- **Objectifs**
A. Répondez, s'il vous plaît, à ces questions sur le texte consacré aux études des jeunes ruraux :
(i) Quelle forme Salomé Berlioux dénonce-t-elle ?
(ii) Quelles villes les familles peuvent-elles préconiser pour leurs filles, d'après les représentants des Territoires aux grandes écoles ?
(iii) Quelle part des jeunes d'agglomération parisienne indiquent qu'ils ont fait ou vont faire des études supérieures « ambitieuses » ?
B. Poursuivez le texte consacré aux études des jeunes ruraux à la suite de sa dernière phrase.

- **Article**

--------------------

3. Des difficultés à quitter le territoire pour suivre une formation dans un lieu éloigné

Salomé Berlioux dénonce une forme « d'assignation à résidence » liée à des difficultés de mobilité mais aussi à une injonction à rester sur le territoire.

Alors que les catégories populaires et le bas de la classe moyenne sont majoritaires dans les territoires ruraux, l'aspect financier est un frein notable à la poursuite des études supérieures lorsqu'elles nécessitent le départ du foyer parental. Le logement est plus coûteux dans les métropoles et le nombre de places d'internat, en classes préparatoires et dans les établissements d'enseignement supérieur, est insuffisant, tout particulièrement pour les filles.

Les représentants des Territoires aux grandes écoles ont également mis en avant des considérations parentales tenant notamment à la sécurité des jeunes filles : « leur famille peut avoir tendance à préconiser certaines villes moyennes, où elles supposent que leurs filles seront protégées des difficultés que l'on associe aux grandes villes... ».

4. Un manque de confiance en soi et un manque de confiance en l'avenir

Selon l'enquête Jeunes des villes, jeunes des champs , le degré d'ambition varie fortement en fonction du lieu de résidence : 48 % des jeunes des villes de moins de 20 000 habitants indiquent qu'ils ont fait ou vont faire des études supérieures « ambitieuses », contre 67 % des jeunes d'agglomération parisienne. Les auteurs précisent que « les origines géographiques et sociales continuent d'influer fortement sur la projection de ces jeunes vers l'avenir, sur leur degré d'ambition et sur l'autocensure qu'ils développent, de manière plus ou moins consciente, en fonction de leur milieu d'origine et de leur lieu de résidence ».

--------------------

- **Données affichées**
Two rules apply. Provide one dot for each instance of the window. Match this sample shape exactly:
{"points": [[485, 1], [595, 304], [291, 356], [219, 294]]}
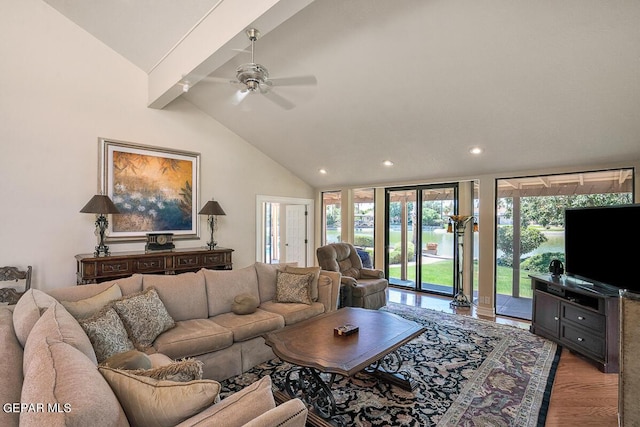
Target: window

--------------------

- **Corrigé des exercices**
A.
(i) Une forme « d'assignation à résidence ».
(ii) Certaines villes moyennes.
(iii) 67 %.

B.
Les représentants des Territoires aux grandes écoles ont relevé le fait que les jeunes filles « sont souvent plus hésitantes dans l'affirmation de leurs propres choix auprès de l'équipe pédagogique ou de leur entourage et dans l'identification de leur propre voie. Elles font également preuve d'une appréhension plus marquée que les jeunes hommes face à certaines démarches logistiques ou à l'éloignement géographique. »

5. L'absence de références ou « rôles modèles » féminins

L'enquête Jeunes des villes, jeunes des champs révèle un déficit général de « rôles modèles » dans les zones rurales : 42 % des jeunes des villes-centres indiquent avoir des modèles qui les inspirent dans leurs choix de formation ou de carrières, contre 27 % seulement dans les villes isolées et 28 % dans les territoires ruraux. Les rédacteurs ajoutent cette analyse : « Quand on sait que le mimétisme familial concerne plus d'un jeune sur quatre (27 % des jeunes de 17 à 23 ans indiquent qu'ils vont suivre la même formation ou la même orientation professionnelle qu'au moins un de leurs parents, frères ou soeurs ou membre de leur famille proche), on perçoit bien à quel point les biais d'information, l'absence de modèles ou l'autocensure peuvent limiter les opportunités des uns, quand la maîtrise des codes et la connaissance des filières et enjeux en matière d'enseignement supérieur ouvrent largement le champ des possibles des autres. »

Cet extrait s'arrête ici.